#### [Task to complete]
Rewrite the records below with every "mask" replaced by "silhouette", keeping all other lines and characters unchanged. Leave the pictures out of your output.

#### [Given records]

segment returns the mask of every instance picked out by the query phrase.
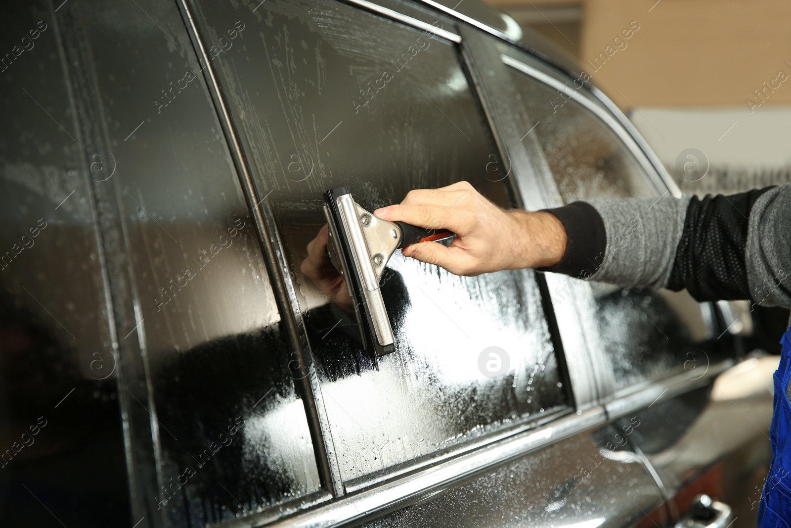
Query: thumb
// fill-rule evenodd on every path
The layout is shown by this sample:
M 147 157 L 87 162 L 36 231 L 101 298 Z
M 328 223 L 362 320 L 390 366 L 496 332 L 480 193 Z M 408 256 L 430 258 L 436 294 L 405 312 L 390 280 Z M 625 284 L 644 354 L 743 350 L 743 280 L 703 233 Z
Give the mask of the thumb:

#### [Worked solution]
segment returns the silhouette of every instance picked out by the query phrase.
Query: thumb
// fill-rule evenodd on every path
The layout is shown by this sample:
M 147 157 L 87 162 L 36 231 L 101 298 Z
M 328 223 L 362 320 L 390 366 L 496 332 L 480 193 Z M 408 256 L 430 258 L 436 294 L 405 312 L 390 280 Z M 625 284 L 644 354 L 743 350 L 743 280 L 703 233 Z
Give the silhouette of the thumb:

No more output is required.